**PASSAGE PROVIDED:**
***

Really appreciate your help dude. Nice job

ilya-palachev · 2020-07-16T02:02:38Z

Really appreciate your help dude. Nice job

It would be great if you make a fork with this method implemented.

Felipehonorato1 · 2020-07-16T02:05:44Z

Really appreciate your help dude. Nice job

It would be great if you make a fork with this method implemented.

How can i do that?
And also what should 'now' be?

def prepare_visualization_data(mgp):
    vis_data = pyLDAvis.prepare(*prepare_data(mgp), sort_topics=False)
    with open(f"gsdmm-pyldavis-{K}-{alpha}-{beta}-{n_iters}-{now}.html", "w") as f:
        pyLDAvis.save_html(vis_data, f)
    return vis_data

ilya-palachev · 2020-07-16T02:20:09Z

I think that prepare_data function could be a method of MovieGroupProcess class.

ilya-palachev · 2020-07-16T02:40:49Z

Really appreciate your help dude. Nice job

It would be great if you make a fork with this method implemented.

How can i do that?
And also what should 'now' be?
def prepare_visualization_data(mgp):
    vis_data = pyLDAvis.prepare(*prepare_data(mgp), sort_topics=False)

***

**GIVEN TASK A:**
Pull out every line of the entries below that contains the word "room". Case counts.

**Entries from a collection:**
***

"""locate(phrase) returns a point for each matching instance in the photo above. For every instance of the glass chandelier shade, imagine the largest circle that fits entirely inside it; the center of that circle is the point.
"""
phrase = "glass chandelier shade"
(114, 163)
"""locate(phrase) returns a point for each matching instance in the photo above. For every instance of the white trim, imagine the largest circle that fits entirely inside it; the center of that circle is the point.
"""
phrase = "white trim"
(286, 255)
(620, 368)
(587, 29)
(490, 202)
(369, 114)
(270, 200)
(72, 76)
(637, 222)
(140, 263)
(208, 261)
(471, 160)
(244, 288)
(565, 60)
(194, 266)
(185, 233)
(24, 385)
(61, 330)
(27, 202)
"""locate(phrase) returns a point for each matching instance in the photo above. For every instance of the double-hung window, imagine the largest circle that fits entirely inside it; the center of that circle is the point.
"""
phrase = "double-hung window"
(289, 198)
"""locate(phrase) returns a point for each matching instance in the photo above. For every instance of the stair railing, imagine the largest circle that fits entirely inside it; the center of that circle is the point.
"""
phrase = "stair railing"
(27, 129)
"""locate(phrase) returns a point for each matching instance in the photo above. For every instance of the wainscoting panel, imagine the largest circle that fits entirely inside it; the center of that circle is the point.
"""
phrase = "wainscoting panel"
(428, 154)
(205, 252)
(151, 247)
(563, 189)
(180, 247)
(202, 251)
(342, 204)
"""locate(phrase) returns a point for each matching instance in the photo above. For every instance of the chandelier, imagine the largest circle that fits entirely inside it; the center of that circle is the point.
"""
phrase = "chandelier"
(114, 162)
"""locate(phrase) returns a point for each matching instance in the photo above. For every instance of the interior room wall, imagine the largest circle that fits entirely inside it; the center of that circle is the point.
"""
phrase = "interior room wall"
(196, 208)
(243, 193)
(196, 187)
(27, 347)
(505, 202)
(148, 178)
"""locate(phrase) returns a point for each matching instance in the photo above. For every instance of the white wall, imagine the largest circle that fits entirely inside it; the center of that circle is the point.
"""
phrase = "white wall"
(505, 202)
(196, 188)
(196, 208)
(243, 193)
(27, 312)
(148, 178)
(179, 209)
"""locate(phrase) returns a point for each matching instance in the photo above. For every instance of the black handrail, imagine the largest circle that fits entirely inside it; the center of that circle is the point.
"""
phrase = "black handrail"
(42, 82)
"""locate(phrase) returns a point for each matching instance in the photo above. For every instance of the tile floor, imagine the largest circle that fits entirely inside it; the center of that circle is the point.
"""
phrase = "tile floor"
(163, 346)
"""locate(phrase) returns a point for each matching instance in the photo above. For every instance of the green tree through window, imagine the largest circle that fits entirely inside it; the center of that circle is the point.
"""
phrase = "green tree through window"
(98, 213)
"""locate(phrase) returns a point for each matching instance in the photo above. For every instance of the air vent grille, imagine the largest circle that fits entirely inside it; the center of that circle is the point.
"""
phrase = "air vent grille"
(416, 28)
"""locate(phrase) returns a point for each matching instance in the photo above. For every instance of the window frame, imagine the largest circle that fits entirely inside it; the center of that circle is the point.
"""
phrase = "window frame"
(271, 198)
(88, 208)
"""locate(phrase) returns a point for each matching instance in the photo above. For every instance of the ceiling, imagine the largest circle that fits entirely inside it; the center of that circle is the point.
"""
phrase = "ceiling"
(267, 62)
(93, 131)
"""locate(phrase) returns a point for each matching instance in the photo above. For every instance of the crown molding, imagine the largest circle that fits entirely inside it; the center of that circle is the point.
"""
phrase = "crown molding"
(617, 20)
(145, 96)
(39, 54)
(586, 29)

***

**GIVEN TASK B:**
Extract the complete forum thread above, reproducing it word for word.

**RESULT A:**
"""locate(phrase) returns a point for each matching instance in the photo above. For every instance of the interior room wall, imagine the largest circle that fits entirely inside it; the center of that circle is the point.
phrase = "interior room wall"

**RESULT B:**
Really appreciate your help dude. Nice job

ilya-palachev · 2020-07-16T02:02:38Z

Really appreciate your help dude. Nice job

It would be great if you make a fork with this method implemented.

Felipehonorato1 · 2020-07-16T02:05:44Z

Really appreciate your help dude. Nice job

It would be great if you make a fork with this method implemented.

How can i do that?
And also what should 'now' be?

def prepare_visualization_data(mgp):
    vis_data = pyLDAvis.prepare(*prepare_data(mgp), sort_topics=False)
    with open(f"gsdmm-pyldavis-{K}-{alpha}-{beta}-{n_iters}-{now}.html", "w") as f:
        pyLDAvis.save_html(vis_data, f)
    return vis_data

ilya-palachev · 2020-07-16T02:20:09Z

I think that prepare_data function could be a method of MovieGroupProcess class.

ilya-palachev · 2020-07-16T02:40:49Z

Really appreciate your help dude. Nice job

It would be great if you make a fork with this method implemented.

How can i do that?
And also what should 'now' be?
def prepare_visualization_data(mgp):
    vis_data = pyLDAvis.prepare(*prepare_data(mgp), sort_topics=False)